PROBLEM TO WORK ON |
The string "blue" appears in some lines of the entries that follow; copy each such line.

• • • •

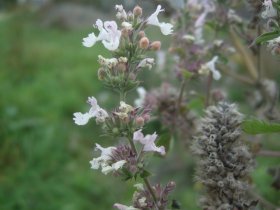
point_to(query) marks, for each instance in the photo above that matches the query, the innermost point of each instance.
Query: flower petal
(81, 119)
(90, 40)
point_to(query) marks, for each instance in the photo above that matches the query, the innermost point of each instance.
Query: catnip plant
(127, 41)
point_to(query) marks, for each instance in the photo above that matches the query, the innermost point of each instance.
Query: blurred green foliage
(45, 76)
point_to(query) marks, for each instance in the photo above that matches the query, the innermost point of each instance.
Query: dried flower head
(225, 162)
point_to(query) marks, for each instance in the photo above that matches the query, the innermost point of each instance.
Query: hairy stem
(208, 89)
(183, 86)
(269, 153)
(236, 76)
(245, 54)
(149, 187)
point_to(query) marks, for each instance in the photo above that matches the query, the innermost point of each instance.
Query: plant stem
(248, 60)
(269, 153)
(132, 145)
(208, 89)
(259, 56)
(146, 181)
(148, 185)
(236, 76)
(122, 95)
(183, 86)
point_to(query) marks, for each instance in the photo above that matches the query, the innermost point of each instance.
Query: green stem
(208, 89)
(148, 185)
(122, 95)
(183, 86)
(132, 145)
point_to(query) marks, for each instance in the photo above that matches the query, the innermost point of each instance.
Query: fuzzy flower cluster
(269, 13)
(164, 102)
(203, 55)
(94, 112)
(129, 44)
(143, 200)
(224, 161)
(110, 35)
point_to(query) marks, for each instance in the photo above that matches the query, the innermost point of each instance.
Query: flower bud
(139, 121)
(155, 45)
(141, 34)
(132, 76)
(101, 73)
(115, 131)
(146, 117)
(121, 67)
(125, 32)
(137, 11)
(144, 43)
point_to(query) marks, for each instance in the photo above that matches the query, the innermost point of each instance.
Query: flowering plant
(129, 45)
(203, 54)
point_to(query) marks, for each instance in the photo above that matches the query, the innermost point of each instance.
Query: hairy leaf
(260, 127)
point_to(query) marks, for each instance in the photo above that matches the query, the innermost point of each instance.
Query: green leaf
(145, 174)
(266, 37)
(196, 105)
(187, 74)
(260, 127)
(165, 140)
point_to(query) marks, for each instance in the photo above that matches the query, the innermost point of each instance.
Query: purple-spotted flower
(210, 67)
(165, 28)
(124, 207)
(105, 160)
(269, 10)
(148, 142)
(108, 34)
(95, 111)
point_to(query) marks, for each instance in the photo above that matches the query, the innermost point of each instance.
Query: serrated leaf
(165, 140)
(187, 74)
(260, 127)
(196, 105)
(145, 174)
(266, 37)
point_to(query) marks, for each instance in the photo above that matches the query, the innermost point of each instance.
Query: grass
(45, 76)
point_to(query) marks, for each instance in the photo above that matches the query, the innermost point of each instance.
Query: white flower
(142, 94)
(104, 157)
(274, 45)
(126, 108)
(95, 111)
(127, 25)
(147, 62)
(81, 119)
(210, 66)
(165, 28)
(232, 16)
(139, 186)
(123, 207)
(148, 142)
(199, 23)
(189, 38)
(121, 13)
(108, 34)
(123, 59)
(109, 62)
(269, 11)
(104, 160)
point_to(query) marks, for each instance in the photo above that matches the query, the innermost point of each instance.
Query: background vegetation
(45, 76)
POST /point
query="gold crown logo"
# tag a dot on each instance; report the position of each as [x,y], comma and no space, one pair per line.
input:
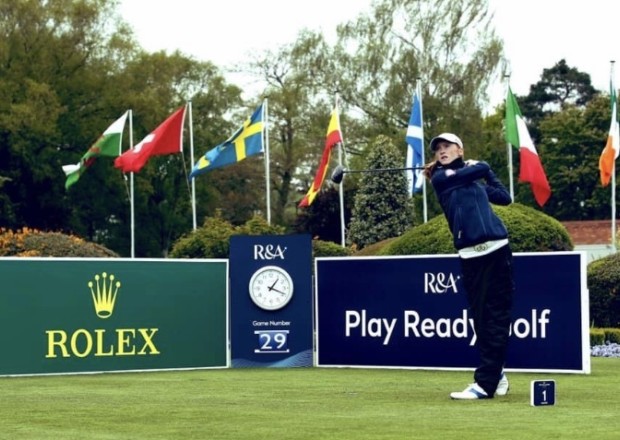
[104,294]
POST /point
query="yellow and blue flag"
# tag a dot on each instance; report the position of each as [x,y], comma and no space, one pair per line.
[246,141]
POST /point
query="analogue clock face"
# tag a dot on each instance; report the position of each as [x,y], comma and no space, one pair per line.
[271,288]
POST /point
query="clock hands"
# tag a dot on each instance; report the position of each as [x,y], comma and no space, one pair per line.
[273,287]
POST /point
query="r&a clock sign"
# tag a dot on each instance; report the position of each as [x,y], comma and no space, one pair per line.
[271,300]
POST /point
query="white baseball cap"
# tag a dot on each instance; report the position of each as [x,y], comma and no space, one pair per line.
[452,138]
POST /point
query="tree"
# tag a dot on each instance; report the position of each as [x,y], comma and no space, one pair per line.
[382,208]
[572,141]
[67,70]
[300,108]
[449,45]
[559,87]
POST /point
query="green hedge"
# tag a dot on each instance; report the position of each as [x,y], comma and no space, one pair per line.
[604,288]
[529,231]
[27,242]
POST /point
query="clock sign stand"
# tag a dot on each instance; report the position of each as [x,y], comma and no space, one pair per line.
[270,301]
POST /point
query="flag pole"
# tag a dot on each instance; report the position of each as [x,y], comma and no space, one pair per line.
[508,146]
[191,155]
[424,206]
[613,168]
[341,186]
[265,119]
[131,204]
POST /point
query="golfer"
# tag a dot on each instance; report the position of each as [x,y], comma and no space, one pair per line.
[465,190]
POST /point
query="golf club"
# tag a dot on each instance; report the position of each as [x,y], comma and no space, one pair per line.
[339,171]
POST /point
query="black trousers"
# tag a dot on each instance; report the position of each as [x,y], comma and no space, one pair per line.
[489,284]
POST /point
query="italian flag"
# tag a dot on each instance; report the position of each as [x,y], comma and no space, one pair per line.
[108,144]
[517,135]
[334,137]
[607,161]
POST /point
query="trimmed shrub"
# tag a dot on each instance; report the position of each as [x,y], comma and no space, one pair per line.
[529,231]
[212,240]
[604,287]
[27,242]
[328,249]
[597,336]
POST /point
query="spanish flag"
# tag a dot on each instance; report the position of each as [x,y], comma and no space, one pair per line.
[334,137]
[607,161]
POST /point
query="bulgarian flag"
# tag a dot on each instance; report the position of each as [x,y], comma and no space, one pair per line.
[108,144]
[334,137]
[607,161]
[518,136]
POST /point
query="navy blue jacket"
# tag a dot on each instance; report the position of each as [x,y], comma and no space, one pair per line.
[465,199]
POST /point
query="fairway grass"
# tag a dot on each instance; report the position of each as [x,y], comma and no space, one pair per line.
[304,403]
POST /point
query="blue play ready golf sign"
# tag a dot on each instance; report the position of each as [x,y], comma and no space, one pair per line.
[411,312]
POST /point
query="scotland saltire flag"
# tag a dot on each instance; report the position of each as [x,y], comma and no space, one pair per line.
[415,147]
[245,142]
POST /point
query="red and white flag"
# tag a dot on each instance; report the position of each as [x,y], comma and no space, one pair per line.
[165,139]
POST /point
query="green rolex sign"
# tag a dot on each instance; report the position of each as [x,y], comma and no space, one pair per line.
[87,315]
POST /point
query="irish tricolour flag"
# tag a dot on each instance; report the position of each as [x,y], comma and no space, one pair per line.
[607,161]
[518,136]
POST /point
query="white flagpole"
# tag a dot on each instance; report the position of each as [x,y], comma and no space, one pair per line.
[131,205]
[508,146]
[613,171]
[424,205]
[265,119]
[613,208]
[191,155]
[341,186]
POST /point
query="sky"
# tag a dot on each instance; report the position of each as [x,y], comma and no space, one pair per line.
[536,33]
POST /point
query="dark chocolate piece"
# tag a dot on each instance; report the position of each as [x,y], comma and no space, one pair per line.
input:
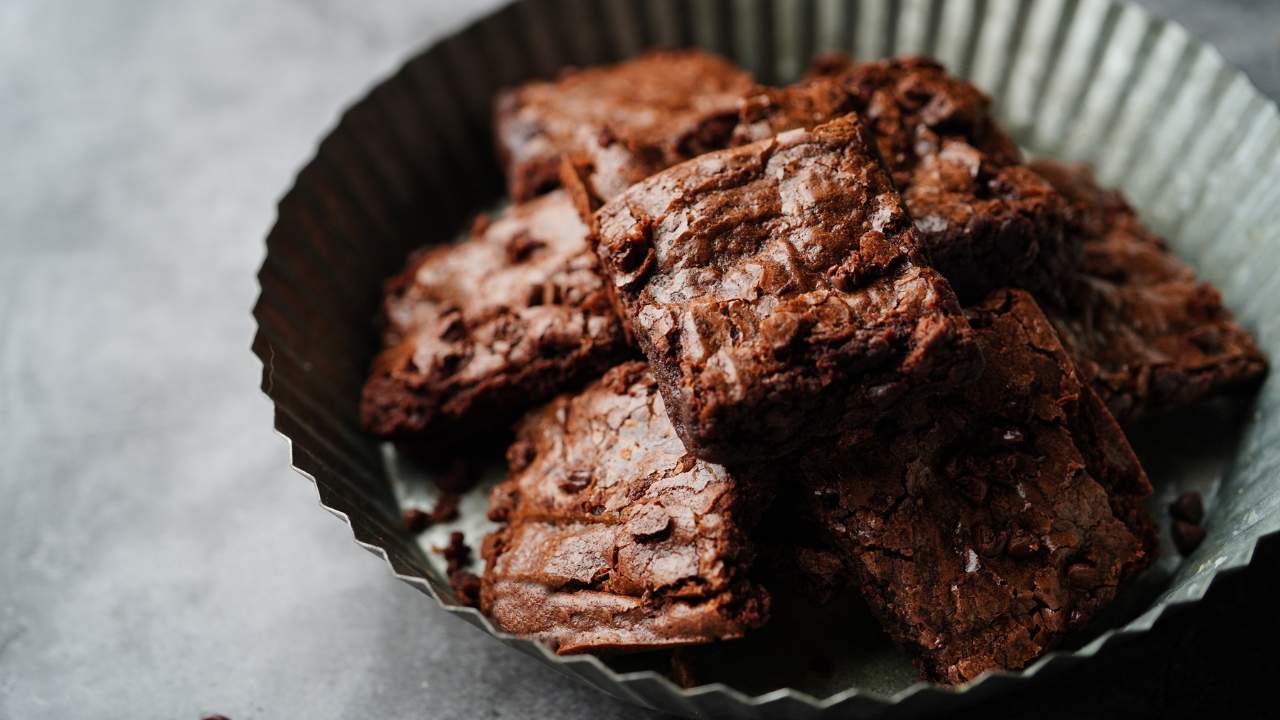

• • • •

RESULT BELOW |
query="yellow and blue flag"
query="navy blue jacket"
query="blue play ready golf sign"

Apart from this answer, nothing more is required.